Exercise objective - Word for word, retype every line of the data.

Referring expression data
§ §

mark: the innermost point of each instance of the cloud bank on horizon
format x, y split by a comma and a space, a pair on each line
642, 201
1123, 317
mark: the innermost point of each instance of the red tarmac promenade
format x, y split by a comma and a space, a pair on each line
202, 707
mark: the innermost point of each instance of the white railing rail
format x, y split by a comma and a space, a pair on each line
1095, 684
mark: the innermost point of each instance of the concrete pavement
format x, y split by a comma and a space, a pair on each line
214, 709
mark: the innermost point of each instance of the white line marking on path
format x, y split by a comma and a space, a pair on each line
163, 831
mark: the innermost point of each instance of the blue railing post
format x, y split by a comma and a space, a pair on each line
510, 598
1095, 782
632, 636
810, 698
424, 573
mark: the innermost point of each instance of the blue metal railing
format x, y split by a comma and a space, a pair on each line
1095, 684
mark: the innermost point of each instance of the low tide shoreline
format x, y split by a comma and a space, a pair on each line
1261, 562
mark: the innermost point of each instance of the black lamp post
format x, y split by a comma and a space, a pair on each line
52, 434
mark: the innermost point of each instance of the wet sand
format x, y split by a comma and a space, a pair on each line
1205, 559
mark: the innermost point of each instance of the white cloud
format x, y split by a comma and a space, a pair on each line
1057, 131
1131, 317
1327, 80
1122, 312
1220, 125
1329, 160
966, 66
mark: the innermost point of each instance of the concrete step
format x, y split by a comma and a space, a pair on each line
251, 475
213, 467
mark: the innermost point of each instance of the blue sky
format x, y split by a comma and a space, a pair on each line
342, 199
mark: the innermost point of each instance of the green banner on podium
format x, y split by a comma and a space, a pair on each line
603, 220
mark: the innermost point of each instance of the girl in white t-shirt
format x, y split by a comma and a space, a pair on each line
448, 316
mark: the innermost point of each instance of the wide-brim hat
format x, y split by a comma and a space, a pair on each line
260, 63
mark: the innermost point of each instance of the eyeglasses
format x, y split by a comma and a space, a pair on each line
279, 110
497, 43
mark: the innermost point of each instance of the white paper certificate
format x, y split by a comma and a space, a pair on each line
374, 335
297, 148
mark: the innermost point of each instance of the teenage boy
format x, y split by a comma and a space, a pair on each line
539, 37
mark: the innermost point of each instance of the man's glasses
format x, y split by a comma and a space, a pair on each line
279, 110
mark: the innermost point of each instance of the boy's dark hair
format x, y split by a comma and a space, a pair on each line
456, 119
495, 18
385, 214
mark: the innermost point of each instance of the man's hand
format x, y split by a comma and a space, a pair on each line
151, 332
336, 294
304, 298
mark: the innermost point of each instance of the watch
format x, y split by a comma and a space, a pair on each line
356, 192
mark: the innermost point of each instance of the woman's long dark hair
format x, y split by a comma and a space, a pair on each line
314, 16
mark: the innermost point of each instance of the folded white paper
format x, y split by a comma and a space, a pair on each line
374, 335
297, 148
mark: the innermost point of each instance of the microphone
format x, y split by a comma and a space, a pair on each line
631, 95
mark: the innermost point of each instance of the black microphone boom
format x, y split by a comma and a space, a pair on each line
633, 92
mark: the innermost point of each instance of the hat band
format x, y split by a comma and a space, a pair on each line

§ §

Answer section -
mark: the innermost point of each instance of the cloud bank on horizon
format x, y split by a comma and a space, a pair on each line
642, 201
1123, 317
mark: the innermost point of each instance of the red tarmac promenade
format x, y split by a comma and a space, a pair on each line
202, 707
mark: the innermost point of each instance of the white railing rail
format x, y split by a comma and a space, a pair on each line
1095, 684
mark: the innermost point of each instance of the concrete pavement
format x, y split by a comma and a space, a pair on each line
214, 709
mark: the innermost point of each instance of the white line marking on path
format x, y split by a comma and a space, a pair on each line
163, 831
mark: the innermost point of each instance of the blue railing post
format x, y split by a comma and a space, a pair on each line
510, 598
1095, 782
632, 636
810, 698
424, 573
mark: the innermost point of each instance of the blue metal railing
format x, y split by a comma and a space, a pair on each line
1095, 684
mark: the innermost point of each instance of the low tide shoreline
format x, y split by a comma and a space, a pair on each line
1261, 562
mark: the innermost point of each instance of the black lamp post
format x, y split by a comma and a space, a pair on each line
52, 434
mark: the innermost point of each instance of the wet sand
format x, y split by a comma and a space, a pair on each line
1205, 559
mark: the innermost point of each instance of the white cloud
format x, y split by a comma and a space, a pair on each line
1057, 131
1131, 317
1327, 80
1122, 312
1220, 125
1329, 160
966, 66
mark: the innermost point of each instance of the concrete step
format x, y split by a comma and a space, a pair on each line
251, 475
213, 467
mark: the innermost point of each instance of the blue sky
format x, y split by a comma and a space, a pair on each line
342, 199
mark: the innermost point of each instance of the green banner on podium
format x, y split by a comma and a space, a pair on each line
603, 220
mark: the innermost point of each instance of the girl in white t-shirt
format x, y split by a comma and a space, a pair on each line
448, 316
mark: the innermost point of each instance of the wide-brim hat
format x, y split by a comma and a space, a pair on each line
260, 63
mark: the innermost point of each instance of the eyeglasses
format x, y split by a comma and a space, a pair on each line
279, 110
497, 43
mark: the innermost point of each instance of the white paper certificate
format x, y split by a comma and a space, a pair on each line
374, 335
297, 148
mark: the innermost point of each instance of the teenage boy
format x, y split by a comma and a space, a pair on each line
539, 37
mark: the innermost point of each instance of the man's glasses
format x, y split by a comma and a space, a pair on each line
279, 110
mark: the innermost point of each instance of the boy's dark hair
format x, y split by a comma and a space, a pair on each line
456, 119
495, 18
385, 214
mark: the innermost point of each instance of the man's hand
format x, y split by a comma and a space, a pair on each line
151, 332
336, 294
304, 298
mark: the innermost point of each instance of the watch
format x, y split by a comma and a space, a pair on each line
356, 192
mark: the innermost point of each instance of the woman's long dark hair
format x, y split by a comma and a space, a pair on each line
314, 16
mark: the innermost point of each instance of the folded white paper
format x, y split by a comma and a space, a pair on each line
374, 335
297, 148
mark: the innermost point of each instance of the microphone
format x, y split by a comma and a space, a pair on each line
631, 95
mark: the innermost point of each instance of the black microphone boom
format x, y split by a comma and a space, a pair on each line
633, 92
mark: the innermost point of each instance of the hat band
format x, y split by a comma and a space, a pair on each line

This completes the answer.